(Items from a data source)
.....

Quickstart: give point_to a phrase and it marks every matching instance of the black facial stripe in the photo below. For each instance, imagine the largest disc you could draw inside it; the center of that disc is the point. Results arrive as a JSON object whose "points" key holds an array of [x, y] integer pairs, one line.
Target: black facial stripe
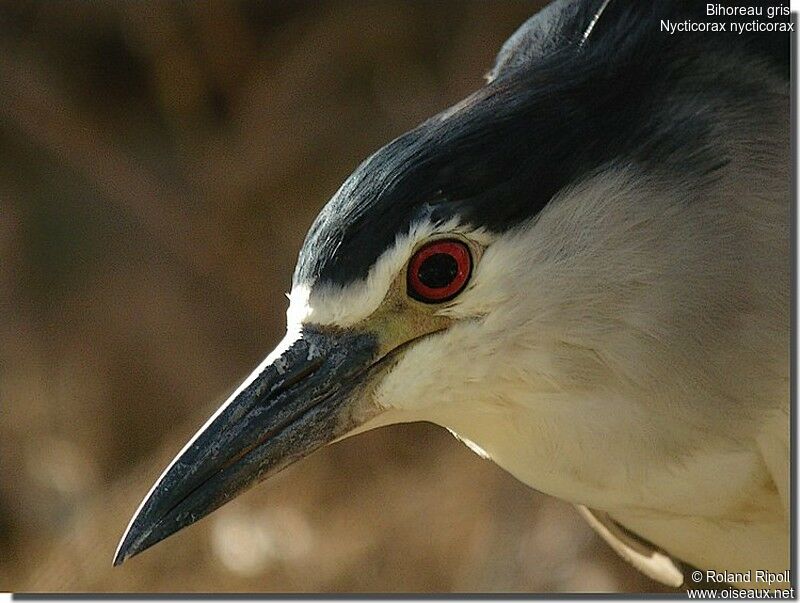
{"points": [[555, 114]]}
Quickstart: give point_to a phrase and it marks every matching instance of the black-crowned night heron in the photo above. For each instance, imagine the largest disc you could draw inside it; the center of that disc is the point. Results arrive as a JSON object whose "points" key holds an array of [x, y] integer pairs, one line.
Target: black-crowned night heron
{"points": [[582, 270]]}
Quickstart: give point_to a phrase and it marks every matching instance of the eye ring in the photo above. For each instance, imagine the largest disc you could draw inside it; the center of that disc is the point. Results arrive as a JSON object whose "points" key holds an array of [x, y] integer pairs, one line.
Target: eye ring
{"points": [[439, 271]]}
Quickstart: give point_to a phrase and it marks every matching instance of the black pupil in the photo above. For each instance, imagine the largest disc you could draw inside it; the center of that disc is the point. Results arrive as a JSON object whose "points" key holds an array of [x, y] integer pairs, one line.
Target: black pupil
{"points": [[438, 270]]}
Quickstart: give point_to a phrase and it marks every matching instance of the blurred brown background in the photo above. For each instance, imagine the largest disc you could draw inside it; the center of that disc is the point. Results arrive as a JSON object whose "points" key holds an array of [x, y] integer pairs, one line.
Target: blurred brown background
{"points": [[160, 163]]}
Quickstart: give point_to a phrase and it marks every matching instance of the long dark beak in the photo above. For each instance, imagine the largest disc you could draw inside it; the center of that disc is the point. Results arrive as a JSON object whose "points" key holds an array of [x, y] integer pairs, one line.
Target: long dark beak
{"points": [[291, 405]]}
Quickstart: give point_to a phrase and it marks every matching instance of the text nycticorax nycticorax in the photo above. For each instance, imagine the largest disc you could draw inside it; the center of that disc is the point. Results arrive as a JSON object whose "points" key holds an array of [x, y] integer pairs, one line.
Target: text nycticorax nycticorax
{"points": [[582, 270]]}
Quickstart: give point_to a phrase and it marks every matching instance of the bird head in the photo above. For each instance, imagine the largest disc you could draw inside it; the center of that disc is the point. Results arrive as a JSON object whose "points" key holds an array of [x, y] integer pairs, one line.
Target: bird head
{"points": [[481, 258]]}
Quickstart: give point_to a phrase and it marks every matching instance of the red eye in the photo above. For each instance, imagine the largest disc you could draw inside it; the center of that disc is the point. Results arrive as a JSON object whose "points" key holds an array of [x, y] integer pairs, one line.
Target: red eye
{"points": [[439, 271]]}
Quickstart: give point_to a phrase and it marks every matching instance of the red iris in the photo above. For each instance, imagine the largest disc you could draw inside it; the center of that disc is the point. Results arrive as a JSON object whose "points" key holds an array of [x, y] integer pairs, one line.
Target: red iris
{"points": [[439, 271]]}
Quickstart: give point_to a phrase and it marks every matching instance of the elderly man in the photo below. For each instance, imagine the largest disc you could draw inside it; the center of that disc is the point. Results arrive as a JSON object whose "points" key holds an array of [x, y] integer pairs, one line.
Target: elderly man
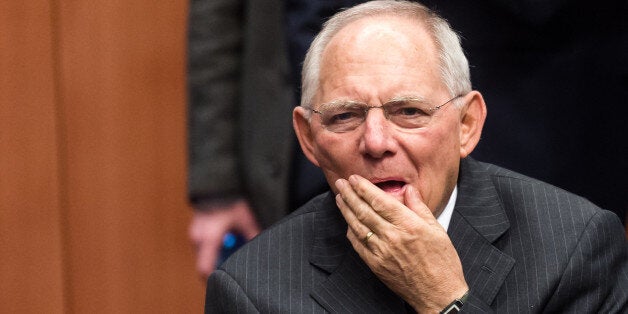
{"points": [[413, 223]]}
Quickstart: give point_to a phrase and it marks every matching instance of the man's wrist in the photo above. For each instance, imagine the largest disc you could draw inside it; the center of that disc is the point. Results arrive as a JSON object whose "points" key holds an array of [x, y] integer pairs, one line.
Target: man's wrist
{"points": [[456, 305]]}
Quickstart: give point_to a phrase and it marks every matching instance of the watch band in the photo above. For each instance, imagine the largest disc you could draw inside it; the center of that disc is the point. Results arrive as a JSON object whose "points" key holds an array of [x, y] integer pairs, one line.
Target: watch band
{"points": [[455, 306]]}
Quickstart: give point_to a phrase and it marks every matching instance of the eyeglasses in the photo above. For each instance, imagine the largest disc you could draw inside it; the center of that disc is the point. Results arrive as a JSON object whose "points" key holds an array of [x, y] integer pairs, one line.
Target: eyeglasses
{"points": [[406, 112]]}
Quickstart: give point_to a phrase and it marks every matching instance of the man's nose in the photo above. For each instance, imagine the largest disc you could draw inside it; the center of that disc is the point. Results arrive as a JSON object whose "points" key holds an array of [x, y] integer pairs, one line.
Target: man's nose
{"points": [[377, 140]]}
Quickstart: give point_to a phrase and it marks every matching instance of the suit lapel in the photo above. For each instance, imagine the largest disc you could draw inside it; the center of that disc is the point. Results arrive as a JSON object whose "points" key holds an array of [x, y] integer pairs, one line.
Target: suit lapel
{"points": [[351, 286], [478, 221]]}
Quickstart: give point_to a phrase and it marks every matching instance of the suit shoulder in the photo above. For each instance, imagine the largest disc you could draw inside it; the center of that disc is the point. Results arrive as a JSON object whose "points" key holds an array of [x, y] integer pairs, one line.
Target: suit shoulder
{"points": [[293, 230]]}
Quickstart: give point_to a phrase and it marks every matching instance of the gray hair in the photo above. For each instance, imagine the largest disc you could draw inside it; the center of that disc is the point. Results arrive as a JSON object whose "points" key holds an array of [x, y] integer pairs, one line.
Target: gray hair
{"points": [[454, 66]]}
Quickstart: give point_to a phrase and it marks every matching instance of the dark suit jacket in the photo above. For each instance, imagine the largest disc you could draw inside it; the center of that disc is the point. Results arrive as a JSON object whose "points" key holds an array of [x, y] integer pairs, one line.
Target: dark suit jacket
{"points": [[240, 105], [525, 246]]}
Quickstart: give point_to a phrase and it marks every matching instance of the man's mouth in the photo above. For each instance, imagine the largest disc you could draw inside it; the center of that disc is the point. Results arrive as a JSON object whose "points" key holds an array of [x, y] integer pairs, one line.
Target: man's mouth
{"points": [[391, 186]]}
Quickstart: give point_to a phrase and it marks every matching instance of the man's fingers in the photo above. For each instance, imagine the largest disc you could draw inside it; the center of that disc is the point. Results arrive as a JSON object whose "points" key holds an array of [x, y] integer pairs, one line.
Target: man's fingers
{"points": [[207, 255], [385, 205], [360, 210]]}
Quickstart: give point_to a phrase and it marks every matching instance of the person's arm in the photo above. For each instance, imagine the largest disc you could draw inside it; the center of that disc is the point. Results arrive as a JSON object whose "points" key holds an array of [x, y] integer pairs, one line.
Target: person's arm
{"points": [[403, 244], [209, 226], [214, 188]]}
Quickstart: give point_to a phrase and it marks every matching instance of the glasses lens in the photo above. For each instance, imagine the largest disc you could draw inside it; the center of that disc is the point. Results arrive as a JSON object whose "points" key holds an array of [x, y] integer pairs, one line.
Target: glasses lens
{"points": [[409, 114], [342, 117]]}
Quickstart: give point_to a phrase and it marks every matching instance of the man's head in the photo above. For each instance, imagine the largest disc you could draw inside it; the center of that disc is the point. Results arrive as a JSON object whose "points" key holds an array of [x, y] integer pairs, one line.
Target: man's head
{"points": [[402, 55]]}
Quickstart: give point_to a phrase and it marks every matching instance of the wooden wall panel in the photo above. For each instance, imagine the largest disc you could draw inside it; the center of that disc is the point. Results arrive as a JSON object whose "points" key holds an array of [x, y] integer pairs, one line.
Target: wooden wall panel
{"points": [[123, 108], [93, 213], [31, 272]]}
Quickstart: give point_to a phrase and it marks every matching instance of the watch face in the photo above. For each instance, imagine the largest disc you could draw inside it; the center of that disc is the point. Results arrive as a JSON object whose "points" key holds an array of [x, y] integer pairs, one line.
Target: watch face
{"points": [[453, 308]]}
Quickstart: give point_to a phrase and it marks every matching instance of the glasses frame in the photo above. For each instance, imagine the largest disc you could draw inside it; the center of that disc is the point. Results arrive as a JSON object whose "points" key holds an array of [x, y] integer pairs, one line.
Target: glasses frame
{"points": [[368, 107]]}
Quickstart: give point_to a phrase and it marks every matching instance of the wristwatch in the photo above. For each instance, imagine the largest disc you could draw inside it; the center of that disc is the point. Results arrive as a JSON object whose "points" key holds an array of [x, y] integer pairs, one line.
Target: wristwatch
{"points": [[455, 306]]}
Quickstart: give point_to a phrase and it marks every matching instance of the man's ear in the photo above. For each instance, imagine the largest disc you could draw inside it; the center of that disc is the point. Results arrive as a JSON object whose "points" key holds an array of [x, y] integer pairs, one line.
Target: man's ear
{"points": [[472, 116], [303, 130]]}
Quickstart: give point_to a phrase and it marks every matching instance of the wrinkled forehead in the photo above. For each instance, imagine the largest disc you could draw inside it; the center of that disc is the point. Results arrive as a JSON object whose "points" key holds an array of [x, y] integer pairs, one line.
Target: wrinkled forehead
{"points": [[382, 39], [378, 58]]}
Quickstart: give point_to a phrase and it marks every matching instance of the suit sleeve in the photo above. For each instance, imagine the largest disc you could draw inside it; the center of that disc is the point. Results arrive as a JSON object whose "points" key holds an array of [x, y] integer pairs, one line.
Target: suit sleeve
{"points": [[224, 295], [214, 59], [596, 279]]}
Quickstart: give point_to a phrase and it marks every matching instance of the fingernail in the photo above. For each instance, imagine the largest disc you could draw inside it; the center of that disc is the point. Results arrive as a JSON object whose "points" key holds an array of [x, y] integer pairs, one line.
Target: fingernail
{"points": [[339, 183], [353, 179]]}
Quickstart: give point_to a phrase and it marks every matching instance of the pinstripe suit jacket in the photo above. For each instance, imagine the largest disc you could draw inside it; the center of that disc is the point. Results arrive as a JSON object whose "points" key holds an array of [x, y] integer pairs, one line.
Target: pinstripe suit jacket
{"points": [[525, 246]]}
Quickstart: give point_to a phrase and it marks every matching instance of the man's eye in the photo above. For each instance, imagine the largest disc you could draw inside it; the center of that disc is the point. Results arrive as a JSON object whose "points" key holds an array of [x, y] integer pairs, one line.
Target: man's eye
{"points": [[409, 112], [342, 117]]}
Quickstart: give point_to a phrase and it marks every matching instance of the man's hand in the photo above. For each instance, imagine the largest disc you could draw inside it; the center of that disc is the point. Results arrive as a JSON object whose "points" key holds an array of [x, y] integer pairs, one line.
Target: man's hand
{"points": [[408, 249], [209, 226]]}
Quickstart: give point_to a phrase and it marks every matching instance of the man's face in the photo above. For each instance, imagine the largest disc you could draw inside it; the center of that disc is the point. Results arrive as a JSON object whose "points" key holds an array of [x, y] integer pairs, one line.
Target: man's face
{"points": [[372, 61]]}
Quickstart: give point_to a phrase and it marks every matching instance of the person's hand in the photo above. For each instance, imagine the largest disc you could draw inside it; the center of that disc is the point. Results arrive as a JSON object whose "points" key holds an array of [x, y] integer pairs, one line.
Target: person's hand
{"points": [[408, 249], [209, 226]]}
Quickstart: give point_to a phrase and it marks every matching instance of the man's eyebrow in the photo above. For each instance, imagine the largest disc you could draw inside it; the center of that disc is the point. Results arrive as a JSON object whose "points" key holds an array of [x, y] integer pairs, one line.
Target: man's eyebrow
{"points": [[343, 102], [416, 98]]}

.....

What to do :: Each line with the word "below" in the records above belongs in the result; copy all of them.

Result of the exercise ::
Quickstart: give point_to a phrase and it marks every matching instance of the black facial stripe in the photo below. For each instance, imagine the largest disc you could draw inside it; the center of that disc is the point. Results arrive as a JSON object whose "points" key holds an array of [x, y] integer pairs, one line.
Quickstart: give point_to a phrase and it marks every matching instance of the elderly man in the photo below. For each instance, imagine the largest disc you could draw inside it; the center of that disc is the point. Results arrive as a JSON object whose "points" key holds an array of [x, y] integer pairs, one line.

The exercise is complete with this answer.